***** Dataset rows *****
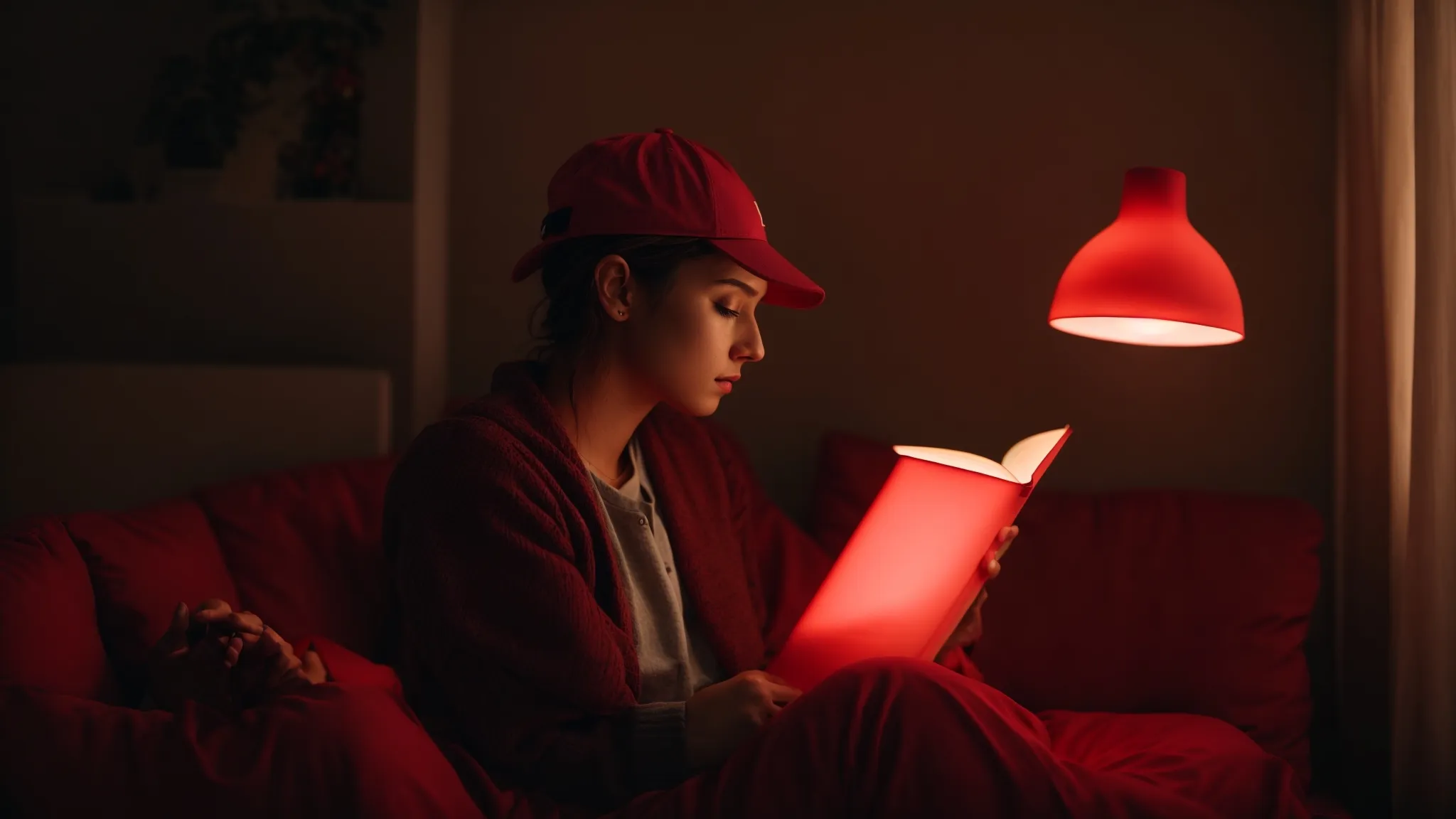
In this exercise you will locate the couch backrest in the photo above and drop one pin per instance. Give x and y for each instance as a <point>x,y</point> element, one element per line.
*****
***** Dataset rows *****
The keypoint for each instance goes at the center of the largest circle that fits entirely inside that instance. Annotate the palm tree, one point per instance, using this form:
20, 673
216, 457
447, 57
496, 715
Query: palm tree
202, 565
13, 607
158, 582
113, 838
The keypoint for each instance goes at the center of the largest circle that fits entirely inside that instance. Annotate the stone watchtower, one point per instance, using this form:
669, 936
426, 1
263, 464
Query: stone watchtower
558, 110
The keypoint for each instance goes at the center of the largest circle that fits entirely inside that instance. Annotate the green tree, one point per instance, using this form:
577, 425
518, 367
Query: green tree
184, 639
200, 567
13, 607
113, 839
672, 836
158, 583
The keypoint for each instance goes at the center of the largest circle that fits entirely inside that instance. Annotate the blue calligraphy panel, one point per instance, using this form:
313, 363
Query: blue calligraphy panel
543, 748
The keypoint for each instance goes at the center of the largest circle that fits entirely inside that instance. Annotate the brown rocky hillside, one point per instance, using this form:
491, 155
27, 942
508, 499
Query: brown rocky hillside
*****
**Written instruction:**
Please reproduce, unchanged, the lines of the data between the line holding "Annotate the brown" and the line holding "Query: brown rocky hillside", inclusive.

**Reply to the exercise:**
The keypoint for each instance goes at the center of the largest circle that fits entirely inside that instance. Annotate the brown rocky hillside, one point per instance, using this form:
491, 155
27, 942
508, 499
Query: brown rocky hillside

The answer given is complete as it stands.